-------- PROVIDED PASSAGE
A system of linear equations is consistent if it has at least one solution. See also: inconsistent.

defective matrix:
A matrix A is defective if A has an eigenvalue whose geometric multiplicity is less than its algebraic multiplicity.
diagonalizable matrix:
A matrix is diagonalizable if it is similar to a diagonal matrix.
dimension of a subspace:

The dimension of a subspace W is the number of vectors in any basis of W. (If W is the subspace {0}, we say that its dimension is 0.)

echelon form of a matrix:

A matrix is in row echelon form if:

  1. all rows that consist entirely of zeros are grouped together at the bottom of the matrix; and
  2. the first (counting left to right) nonzero entry in each nonzero row appears in a column to the right of the first nonzero entry in the preceding row (if there is a preceding row).
----------------
-------- DATASET CONTENT
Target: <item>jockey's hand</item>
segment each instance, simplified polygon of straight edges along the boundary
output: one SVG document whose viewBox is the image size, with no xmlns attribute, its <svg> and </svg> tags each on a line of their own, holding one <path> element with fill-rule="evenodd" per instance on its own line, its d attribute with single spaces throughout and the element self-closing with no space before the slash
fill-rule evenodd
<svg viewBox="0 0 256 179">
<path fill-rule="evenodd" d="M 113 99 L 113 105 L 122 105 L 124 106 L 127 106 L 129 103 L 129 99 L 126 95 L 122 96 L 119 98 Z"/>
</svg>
----------------
Translate this sentence from the linear algebra glossary into Spanish: "A matrix is diagonalizable if it is similar to a diagonal matrix."

RESPONSE TO THE EXERCISE. Una matriz es diagonalizable si es semejante a una matriz diagonal.